**Problem**: Reproduce every one of the entries below line for line, changing nothing.

**Dataset**:
** Begin **

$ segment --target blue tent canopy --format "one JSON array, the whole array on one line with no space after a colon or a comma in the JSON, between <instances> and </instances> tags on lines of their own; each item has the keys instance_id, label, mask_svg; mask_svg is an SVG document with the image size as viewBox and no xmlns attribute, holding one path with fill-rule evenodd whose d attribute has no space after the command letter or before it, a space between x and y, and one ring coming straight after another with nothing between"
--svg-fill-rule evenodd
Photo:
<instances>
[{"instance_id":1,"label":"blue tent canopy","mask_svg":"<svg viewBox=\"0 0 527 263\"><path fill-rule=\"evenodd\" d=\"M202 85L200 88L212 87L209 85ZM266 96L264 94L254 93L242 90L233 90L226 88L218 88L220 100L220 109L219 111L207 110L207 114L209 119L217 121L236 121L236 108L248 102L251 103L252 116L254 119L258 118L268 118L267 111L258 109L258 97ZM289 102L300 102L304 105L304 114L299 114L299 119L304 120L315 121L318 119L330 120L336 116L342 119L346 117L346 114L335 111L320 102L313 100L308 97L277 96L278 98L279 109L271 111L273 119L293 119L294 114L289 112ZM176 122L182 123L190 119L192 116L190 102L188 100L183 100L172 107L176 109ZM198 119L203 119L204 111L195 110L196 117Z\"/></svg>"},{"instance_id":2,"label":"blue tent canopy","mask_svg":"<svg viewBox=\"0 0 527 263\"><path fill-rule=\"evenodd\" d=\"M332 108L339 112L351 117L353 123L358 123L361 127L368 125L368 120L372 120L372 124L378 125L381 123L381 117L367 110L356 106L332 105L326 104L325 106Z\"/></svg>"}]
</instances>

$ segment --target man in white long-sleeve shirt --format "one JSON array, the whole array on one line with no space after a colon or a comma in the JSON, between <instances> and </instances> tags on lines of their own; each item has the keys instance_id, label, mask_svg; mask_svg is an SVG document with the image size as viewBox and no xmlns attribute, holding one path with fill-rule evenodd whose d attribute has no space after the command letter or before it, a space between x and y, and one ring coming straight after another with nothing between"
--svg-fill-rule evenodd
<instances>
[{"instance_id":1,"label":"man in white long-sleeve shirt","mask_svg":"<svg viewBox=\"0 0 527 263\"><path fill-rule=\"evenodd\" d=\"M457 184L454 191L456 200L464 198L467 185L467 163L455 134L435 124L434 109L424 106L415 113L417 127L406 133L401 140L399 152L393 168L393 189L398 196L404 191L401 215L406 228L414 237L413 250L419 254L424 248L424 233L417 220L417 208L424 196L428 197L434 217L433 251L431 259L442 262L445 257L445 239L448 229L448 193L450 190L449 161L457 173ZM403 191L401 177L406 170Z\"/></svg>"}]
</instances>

** End **

**Finished exercise**:
$ segment --target blue tent canopy --format "one JSON array, the whole array on one line with no space after a colon or a comma in the JSON, between <instances> and </instances> tags on lines of their own; each item has the keys instance_id, label, mask_svg; mask_svg is an SVG document with the image size as viewBox and no xmlns attribute, holding one path with fill-rule evenodd whose d attribute has no space after the command letter or before it, a space between x and y, and one ring coming straight after another with nothing between"
--svg-fill-rule evenodd
Photo:
<instances>
[{"instance_id":1,"label":"blue tent canopy","mask_svg":"<svg viewBox=\"0 0 527 263\"><path fill-rule=\"evenodd\" d=\"M202 85L200 88L212 87L209 85ZM266 96L264 94L254 93L242 90L233 90L226 88L218 88L220 100L220 109L219 111L207 110L207 114L209 119L217 121L236 121L236 108L248 102L251 103L252 116L254 119L258 118L268 118L267 111L258 109L258 97ZM289 102L300 102L304 105L304 114L299 114L299 119L304 120L315 121L318 119L330 120L336 116L342 119L346 117L346 114L335 111L320 102L313 100L308 97L277 96L278 98L279 109L271 111L273 119L293 119L294 114L289 112ZM176 122L182 123L190 119L192 116L190 102L188 100L183 100L172 107L176 109ZM198 119L203 119L204 111L195 110L196 117Z\"/></svg>"},{"instance_id":2,"label":"blue tent canopy","mask_svg":"<svg viewBox=\"0 0 527 263\"><path fill-rule=\"evenodd\" d=\"M332 108L339 112L351 117L353 123L358 123L361 127L368 125L368 120L372 120L372 124L378 125L381 123L381 117L367 110L356 106L332 105L326 104L325 106Z\"/></svg>"}]
</instances>

$ segment --target man in white long-sleeve shirt --format "one JSON array, the whole array on one line with no space after a colon or a comma in the JSON, between <instances> and </instances> tags on lines of their own; each item has the keys instance_id, label, mask_svg; mask_svg is an SVG document with the image size as viewBox and no xmlns attribute, holding one path with fill-rule evenodd whose d attribute has no space after the command letter or before it, a space between x and y, and one ring coming straight after another with nothing between"
--svg-fill-rule evenodd
<instances>
[{"instance_id":1,"label":"man in white long-sleeve shirt","mask_svg":"<svg viewBox=\"0 0 527 263\"><path fill-rule=\"evenodd\" d=\"M457 184L454 191L456 200L464 198L467 185L467 163L455 134L435 124L434 109L424 106L415 113L417 127L406 133L401 140L399 152L393 168L393 189L398 196L404 191L401 215L406 228L414 237L413 250L419 254L424 248L424 233L417 220L417 208L424 196L428 197L434 217L433 251L431 259L442 262L445 257L445 239L448 229L448 193L450 190L449 161L457 173ZM403 191L401 177L406 170Z\"/></svg>"}]
</instances>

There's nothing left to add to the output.